**DATASET ROWS**
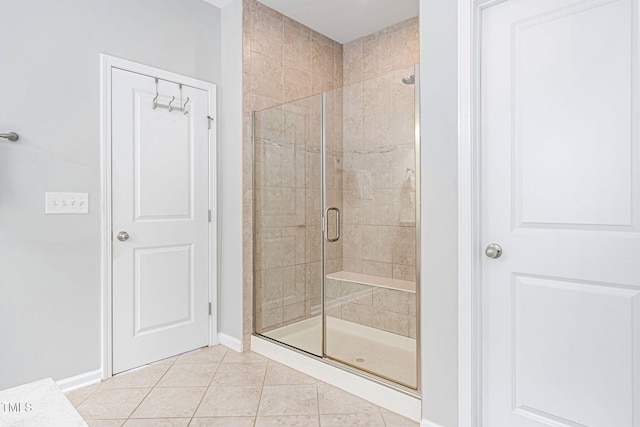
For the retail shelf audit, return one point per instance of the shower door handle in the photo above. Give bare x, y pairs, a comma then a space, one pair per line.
326, 219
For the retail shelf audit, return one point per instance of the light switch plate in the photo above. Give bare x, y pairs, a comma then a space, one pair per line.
66, 203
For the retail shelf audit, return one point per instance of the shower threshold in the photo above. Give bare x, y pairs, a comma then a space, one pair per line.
382, 353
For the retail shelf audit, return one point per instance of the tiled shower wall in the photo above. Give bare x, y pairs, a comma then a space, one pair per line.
282, 61
379, 153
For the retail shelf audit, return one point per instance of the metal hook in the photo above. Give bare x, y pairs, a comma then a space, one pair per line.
184, 107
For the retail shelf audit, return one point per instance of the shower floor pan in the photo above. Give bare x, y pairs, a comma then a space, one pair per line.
385, 354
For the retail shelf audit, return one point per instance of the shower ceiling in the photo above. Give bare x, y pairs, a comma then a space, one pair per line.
346, 20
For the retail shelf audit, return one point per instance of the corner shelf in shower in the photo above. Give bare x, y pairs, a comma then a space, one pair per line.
377, 281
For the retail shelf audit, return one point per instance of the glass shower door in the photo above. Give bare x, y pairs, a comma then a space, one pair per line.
370, 227
287, 224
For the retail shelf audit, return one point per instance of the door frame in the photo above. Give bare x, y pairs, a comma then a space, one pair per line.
107, 64
470, 357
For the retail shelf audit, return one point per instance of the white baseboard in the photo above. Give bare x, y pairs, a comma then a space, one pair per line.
427, 423
79, 381
231, 342
386, 397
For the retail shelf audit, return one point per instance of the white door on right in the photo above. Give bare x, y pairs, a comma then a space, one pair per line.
560, 193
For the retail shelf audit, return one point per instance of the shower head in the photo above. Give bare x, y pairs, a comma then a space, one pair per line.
409, 80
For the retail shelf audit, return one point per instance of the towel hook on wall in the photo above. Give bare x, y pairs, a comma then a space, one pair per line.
11, 136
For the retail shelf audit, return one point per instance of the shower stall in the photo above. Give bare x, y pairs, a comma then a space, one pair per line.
336, 212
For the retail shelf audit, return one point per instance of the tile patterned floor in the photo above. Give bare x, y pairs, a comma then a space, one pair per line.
217, 387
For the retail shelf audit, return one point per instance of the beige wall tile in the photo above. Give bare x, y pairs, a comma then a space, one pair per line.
273, 86
297, 48
267, 33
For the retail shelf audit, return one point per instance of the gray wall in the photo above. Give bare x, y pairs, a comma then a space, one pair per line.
439, 258
50, 300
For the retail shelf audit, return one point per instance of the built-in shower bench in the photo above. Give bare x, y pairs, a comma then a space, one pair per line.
377, 302
377, 281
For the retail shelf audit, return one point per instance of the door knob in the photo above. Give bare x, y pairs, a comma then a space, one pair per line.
494, 250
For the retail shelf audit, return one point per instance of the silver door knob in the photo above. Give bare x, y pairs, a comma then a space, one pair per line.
494, 250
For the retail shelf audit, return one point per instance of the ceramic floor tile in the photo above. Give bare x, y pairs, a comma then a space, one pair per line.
170, 402
76, 397
232, 374
245, 390
145, 377
105, 423
230, 401
245, 357
332, 400
189, 375
391, 419
280, 374
289, 421
167, 361
111, 404
288, 400
352, 420
203, 355
223, 422
158, 422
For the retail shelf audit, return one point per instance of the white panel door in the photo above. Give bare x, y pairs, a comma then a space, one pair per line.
560, 194
160, 199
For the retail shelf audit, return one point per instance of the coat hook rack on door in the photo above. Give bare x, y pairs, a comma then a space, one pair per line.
182, 107
11, 136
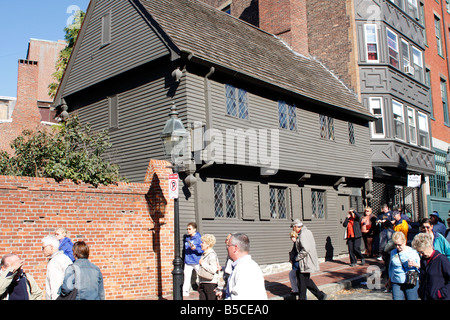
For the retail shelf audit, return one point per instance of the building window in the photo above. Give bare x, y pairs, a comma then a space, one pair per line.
351, 133
326, 127
445, 101
225, 202
318, 204
437, 29
371, 42
424, 134
438, 182
412, 9
237, 102
399, 122
392, 48
376, 107
412, 126
106, 29
417, 64
287, 116
113, 103
278, 202
405, 58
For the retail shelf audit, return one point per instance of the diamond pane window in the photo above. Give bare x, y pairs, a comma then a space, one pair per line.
326, 127
351, 133
287, 116
237, 102
230, 93
318, 204
277, 202
225, 204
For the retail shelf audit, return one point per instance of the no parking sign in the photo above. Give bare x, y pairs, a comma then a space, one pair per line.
173, 186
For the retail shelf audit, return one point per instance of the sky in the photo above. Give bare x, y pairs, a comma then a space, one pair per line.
22, 20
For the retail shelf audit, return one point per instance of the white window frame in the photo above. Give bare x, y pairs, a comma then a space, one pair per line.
381, 115
388, 31
418, 67
412, 128
400, 119
423, 128
406, 59
366, 33
412, 8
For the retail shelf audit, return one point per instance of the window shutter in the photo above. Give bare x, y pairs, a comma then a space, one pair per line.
204, 195
264, 202
307, 203
248, 201
296, 201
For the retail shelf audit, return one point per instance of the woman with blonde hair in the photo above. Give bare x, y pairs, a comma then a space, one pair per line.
434, 270
403, 259
209, 267
368, 223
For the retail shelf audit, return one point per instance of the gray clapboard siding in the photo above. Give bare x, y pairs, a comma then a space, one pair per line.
300, 151
132, 44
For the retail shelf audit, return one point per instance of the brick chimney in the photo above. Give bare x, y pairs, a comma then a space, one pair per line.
26, 111
286, 19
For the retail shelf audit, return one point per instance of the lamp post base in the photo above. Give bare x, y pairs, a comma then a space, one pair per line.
178, 277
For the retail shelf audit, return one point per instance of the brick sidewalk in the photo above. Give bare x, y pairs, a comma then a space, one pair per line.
333, 276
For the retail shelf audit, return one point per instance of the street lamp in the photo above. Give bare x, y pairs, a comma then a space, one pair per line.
173, 137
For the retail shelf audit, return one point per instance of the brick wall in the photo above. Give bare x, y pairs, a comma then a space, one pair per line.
331, 33
128, 227
286, 19
26, 113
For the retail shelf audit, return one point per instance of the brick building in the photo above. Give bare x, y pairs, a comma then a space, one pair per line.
32, 108
375, 47
437, 19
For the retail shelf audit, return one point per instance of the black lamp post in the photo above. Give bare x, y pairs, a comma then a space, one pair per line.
174, 139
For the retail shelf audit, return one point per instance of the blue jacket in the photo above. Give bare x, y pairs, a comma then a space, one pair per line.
88, 280
66, 246
397, 270
434, 281
192, 256
441, 244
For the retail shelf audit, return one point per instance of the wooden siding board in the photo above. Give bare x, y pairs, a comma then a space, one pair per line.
133, 43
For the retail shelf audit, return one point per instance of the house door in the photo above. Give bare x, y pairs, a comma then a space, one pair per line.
343, 204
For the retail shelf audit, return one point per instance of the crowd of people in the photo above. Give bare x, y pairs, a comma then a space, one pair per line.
70, 275
420, 271
417, 271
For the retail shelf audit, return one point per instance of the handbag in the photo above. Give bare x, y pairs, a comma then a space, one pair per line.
205, 274
411, 275
73, 294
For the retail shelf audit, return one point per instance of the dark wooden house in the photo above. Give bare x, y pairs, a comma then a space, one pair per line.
290, 140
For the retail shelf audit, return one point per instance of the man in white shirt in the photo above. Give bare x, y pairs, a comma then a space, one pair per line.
56, 266
246, 281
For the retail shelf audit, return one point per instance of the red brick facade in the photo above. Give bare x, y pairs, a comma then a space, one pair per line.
128, 227
437, 64
26, 113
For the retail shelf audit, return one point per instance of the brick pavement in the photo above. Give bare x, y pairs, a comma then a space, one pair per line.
332, 277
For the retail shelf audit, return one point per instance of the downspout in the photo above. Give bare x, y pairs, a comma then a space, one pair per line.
208, 114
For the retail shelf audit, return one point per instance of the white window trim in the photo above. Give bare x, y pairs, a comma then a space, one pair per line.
427, 129
420, 60
403, 41
394, 102
396, 44
372, 125
413, 124
367, 42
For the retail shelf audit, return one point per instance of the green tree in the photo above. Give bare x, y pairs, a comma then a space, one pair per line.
68, 151
64, 56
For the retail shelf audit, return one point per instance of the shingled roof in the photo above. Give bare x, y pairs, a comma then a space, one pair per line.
225, 41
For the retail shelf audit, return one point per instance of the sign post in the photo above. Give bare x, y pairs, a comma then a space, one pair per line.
173, 186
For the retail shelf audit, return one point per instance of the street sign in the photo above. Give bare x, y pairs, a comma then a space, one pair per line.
173, 186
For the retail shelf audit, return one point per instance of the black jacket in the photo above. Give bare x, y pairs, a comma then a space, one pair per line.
356, 225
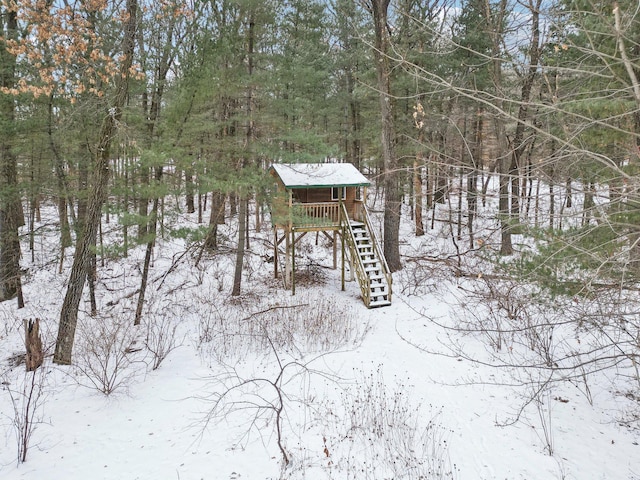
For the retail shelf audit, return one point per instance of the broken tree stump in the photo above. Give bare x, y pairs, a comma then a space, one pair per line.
33, 343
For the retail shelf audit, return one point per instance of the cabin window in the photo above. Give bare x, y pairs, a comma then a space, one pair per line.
338, 193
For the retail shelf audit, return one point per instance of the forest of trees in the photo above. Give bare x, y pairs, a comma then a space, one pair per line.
110, 107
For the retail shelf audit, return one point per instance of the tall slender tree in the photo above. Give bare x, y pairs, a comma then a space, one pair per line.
10, 211
98, 192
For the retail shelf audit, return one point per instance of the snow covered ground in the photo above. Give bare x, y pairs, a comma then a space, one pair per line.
339, 391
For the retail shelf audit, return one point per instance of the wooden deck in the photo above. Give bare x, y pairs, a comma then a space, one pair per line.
313, 216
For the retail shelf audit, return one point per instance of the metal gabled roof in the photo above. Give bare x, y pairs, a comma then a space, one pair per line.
319, 175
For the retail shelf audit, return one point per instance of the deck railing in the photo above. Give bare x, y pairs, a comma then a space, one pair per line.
309, 215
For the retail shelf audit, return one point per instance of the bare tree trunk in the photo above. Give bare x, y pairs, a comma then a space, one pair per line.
153, 225
418, 196
10, 207
392, 191
97, 196
243, 195
33, 344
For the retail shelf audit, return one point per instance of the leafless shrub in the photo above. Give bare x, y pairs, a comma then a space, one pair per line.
161, 339
264, 399
161, 325
105, 354
381, 434
290, 324
27, 397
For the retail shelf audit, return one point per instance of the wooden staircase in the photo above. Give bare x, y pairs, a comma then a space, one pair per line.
368, 262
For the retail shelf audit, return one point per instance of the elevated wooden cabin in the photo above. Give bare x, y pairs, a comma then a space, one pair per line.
329, 198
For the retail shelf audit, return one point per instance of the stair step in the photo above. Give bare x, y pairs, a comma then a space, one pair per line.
382, 293
379, 303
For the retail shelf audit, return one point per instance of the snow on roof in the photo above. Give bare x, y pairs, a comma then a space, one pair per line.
315, 175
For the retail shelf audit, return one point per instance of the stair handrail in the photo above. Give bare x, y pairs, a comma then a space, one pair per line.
356, 261
376, 247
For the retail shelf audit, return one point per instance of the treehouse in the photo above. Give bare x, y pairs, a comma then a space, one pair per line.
329, 198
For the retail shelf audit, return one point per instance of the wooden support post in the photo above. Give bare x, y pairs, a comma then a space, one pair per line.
287, 259
335, 249
275, 252
293, 262
343, 255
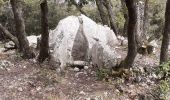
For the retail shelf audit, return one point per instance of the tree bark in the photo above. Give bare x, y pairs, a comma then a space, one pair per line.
9, 35
166, 34
44, 45
102, 13
146, 18
125, 13
20, 30
132, 49
109, 8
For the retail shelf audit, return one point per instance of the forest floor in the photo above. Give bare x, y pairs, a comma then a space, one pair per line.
27, 80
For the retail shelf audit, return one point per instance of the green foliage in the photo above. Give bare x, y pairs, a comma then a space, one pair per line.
163, 89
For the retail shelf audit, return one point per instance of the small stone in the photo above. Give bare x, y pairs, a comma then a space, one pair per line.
105, 94
86, 67
82, 93
76, 69
24, 67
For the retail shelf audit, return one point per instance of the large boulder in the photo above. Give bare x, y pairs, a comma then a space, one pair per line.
74, 38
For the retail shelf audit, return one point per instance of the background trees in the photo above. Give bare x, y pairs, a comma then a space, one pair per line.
132, 47
44, 45
166, 35
20, 29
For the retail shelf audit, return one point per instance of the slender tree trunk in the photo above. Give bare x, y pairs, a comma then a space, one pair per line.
146, 18
102, 13
9, 35
44, 45
166, 35
132, 49
109, 8
125, 13
20, 29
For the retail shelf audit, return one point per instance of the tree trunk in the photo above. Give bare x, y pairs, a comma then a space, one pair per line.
9, 35
20, 29
132, 50
109, 8
44, 45
146, 18
166, 34
125, 13
102, 13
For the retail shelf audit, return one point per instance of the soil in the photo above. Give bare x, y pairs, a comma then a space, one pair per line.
29, 80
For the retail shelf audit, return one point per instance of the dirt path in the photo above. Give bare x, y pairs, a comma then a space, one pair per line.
26, 80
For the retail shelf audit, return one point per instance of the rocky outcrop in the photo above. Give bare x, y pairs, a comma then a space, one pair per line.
74, 38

**TASK DIRECTIONS**
Your task is to output exactly the lines running from the one with "the tree trunk" through the final line of the material above, with both ends included.

**FINISHED ANSWER**
For the retail shelf audit, return one point per instance of the tree trunk in the photo above. Give bare x, y pairs, a comma then a space, one pair per line.
9, 35
20, 29
132, 50
109, 8
44, 45
146, 18
166, 34
125, 13
102, 13
For the retail shelf audit, return one point per instance of the soil in the photo above. Give bare x, y pairs, a comma then a space, one pair per line.
29, 80
For the retail shelf audit, return one point per instance of the dirt path in the photo above. Give bare x, y pairs, a comma then a space, one pair per line.
26, 80
For the retail shelf audit, return one point per instance of the rocky outcrop in the photo above. Give bare x, y pairs, a comma then a space, one pair per line.
74, 38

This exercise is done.